** BEGIN Task inputs **

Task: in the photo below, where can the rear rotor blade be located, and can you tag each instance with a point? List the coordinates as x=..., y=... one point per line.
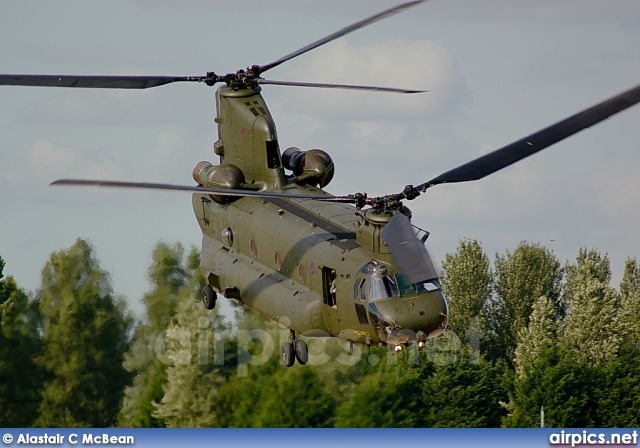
x=516, y=151
x=96, y=82
x=408, y=252
x=194, y=189
x=342, y=32
x=338, y=86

** END Task inputs **

Rewrite the entries with "rear rotor blade" changed to "tail rotor blade" and everything else kept the same, and omit the pictures.

Task solution:
Task: in the photo below, where can the tail rotor blade be located, and can you tag each instance with a point? List the coordinates as x=..., y=... one point per line.
x=516, y=151
x=96, y=82
x=408, y=252
x=194, y=189
x=342, y=32
x=338, y=86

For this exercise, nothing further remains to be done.